The consumer app will give users a look into their prescriptions, view patient engagement tips, and schedule appointments with CVS Health providers.

CVS Health wants its new consumer app to super charge patient engagement and care and disease management, with the company airing a new video outlining the tool at its investor meeting.

“Imagine a world where your health takes center stage,” the video begins, superimposed with a screen stating, “super charge your health.”

The video—clearly meant to mimic and parody an action movie trailer—goes on to display sample images from the consumer-facing app that will give patient users a profile and offer up prescription medication, patient education, and disease management content in a single hub. It’s designed to be a “new destination to super charge your wellbeing,” CVS Health stated in the video.

The tool will let patient users look at all of their prescriptions in a single location, as well as get fill and refill updates via the app with notifications pushed to users’ smartphones.

The system will also give users health management tips and patient education content intended to guide chronic disease management and management of more acute ailments.

CVS Health is also taking advantage of the insurgence of generative artificial intelligence (AI) in healthcare, touting an AI chatbot that will be able to find a new provider or get answers to other health-related questions. Using augmented reality, patients can get wayfinding and navigation help to find different products in their local CVS stores.

Like many other consumer-facing health portals, the system will offer guardians with proxy access to other accounts, which CVS Health indicated will primarily help parents manage their family’s health. In the video, the healthcare company showed a mother’s account and the accounts of her two children tethered together, which could ease family engagement.

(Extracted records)
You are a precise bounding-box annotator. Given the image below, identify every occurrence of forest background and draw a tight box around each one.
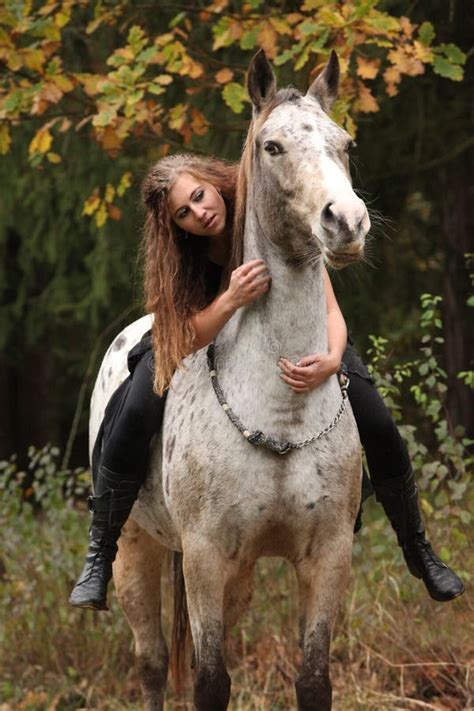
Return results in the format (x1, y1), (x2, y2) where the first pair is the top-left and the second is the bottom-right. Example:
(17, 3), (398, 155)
(0, 0), (474, 708)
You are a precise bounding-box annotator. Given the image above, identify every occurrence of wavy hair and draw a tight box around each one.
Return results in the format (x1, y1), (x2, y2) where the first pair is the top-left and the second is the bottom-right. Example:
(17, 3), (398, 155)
(142, 154), (238, 395)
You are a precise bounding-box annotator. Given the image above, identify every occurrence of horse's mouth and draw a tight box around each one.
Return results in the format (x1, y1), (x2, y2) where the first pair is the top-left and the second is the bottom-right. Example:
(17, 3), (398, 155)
(324, 247), (364, 269)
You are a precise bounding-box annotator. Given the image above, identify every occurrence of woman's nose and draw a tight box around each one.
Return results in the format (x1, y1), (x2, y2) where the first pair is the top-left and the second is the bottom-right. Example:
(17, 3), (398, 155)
(193, 205), (206, 222)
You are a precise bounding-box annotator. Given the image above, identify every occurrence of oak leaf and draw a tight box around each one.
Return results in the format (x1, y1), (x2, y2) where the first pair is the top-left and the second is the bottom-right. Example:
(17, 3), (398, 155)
(28, 127), (53, 155)
(356, 57), (380, 79)
(215, 67), (234, 84)
(354, 81), (379, 114)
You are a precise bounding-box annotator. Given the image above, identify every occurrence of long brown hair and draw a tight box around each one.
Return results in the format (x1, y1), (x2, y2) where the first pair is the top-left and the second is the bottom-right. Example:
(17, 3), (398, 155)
(142, 153), (238, 395)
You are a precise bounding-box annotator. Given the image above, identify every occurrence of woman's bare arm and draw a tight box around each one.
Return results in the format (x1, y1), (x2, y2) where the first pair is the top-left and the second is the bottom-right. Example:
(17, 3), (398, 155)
(323, 267), (347, 372)
(189, 259), (270, 353)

■ Task requirements:
- 1) According to the CVS Health app article, what will the AI chatbot be able to do?
- 2) Swap "smartphones" for "mobile devices" in the part of the CVS Health app article starting at "The video—clearly meant" and ending at "more acute ailments.", and give that part again.
- 3) Pick up the CVS Health app article after its last sentence and continue writing it.
The records were taken from a separate source and are unrelated to the article.

■ Answers by item number:
- 1) It will be able to find a new provider or get answers to other health-related questions.

- 2)
The video—clearly meant to mimic and parody an action movie trailer—goes on to display sample images from the consumer-facing app that will give patient users a profile and offer up prescription medication, patient education, and disease management content in a single hub. It’s designed to be a “new destination to super charge your wellbeing,” CVS Health stated in the video.

The tool will let patient users look at all of their prescriptions in a single location, as well as get fill and refill updates via the app with notifications pushed to users’ mobile devices.

The system will also give users health management tips and patient education content intended to guide chronic disease management and management of more acute ailments.

- 3)
The CVS Health consumer app would also provide insights into rewards and benefits, although these functions could be limited depending on a user’s insurance. Aetna health insurance beneficiaries and those with CVS Caremark pharmacy benefits will be able to see deductible information, the video indicated.

Finally, the system sets out to ease patient care access, saying it will connect users with external services and partners. In particular, the video showed in-app access to postpartum provider Maven and mental healthcare provider Headspace. Users will also be able to use the tool to schedule CVS MinuteClinic appointments and appointments with Oak Street Health, which CVS Health owns.

“Everything you need to supercharge your health,” the video stated at the end. “Coming soon to a phone near you.”

Although CVS Health never calls the app a patient portal, it does borrow from the patient portal model many EHR vendors and healthcare organizations have crafted. The technology seems to provide a central hub from which patients can learn more about their healthcare, view their pharmacy and prescription needs, and schedule appointments with CVS-owned providers.

It does seem distinct from the traditional patient portal in that it does not provide patient data access functions, a capability that is foundational to the patient portal.

That said, this move does signal retail health’s continued push into the general healthcare and wellbeing space. The consumer-facing app creates another opening to the digital front door, letting consumers further engage not just with their health but with their health as provided by CVS.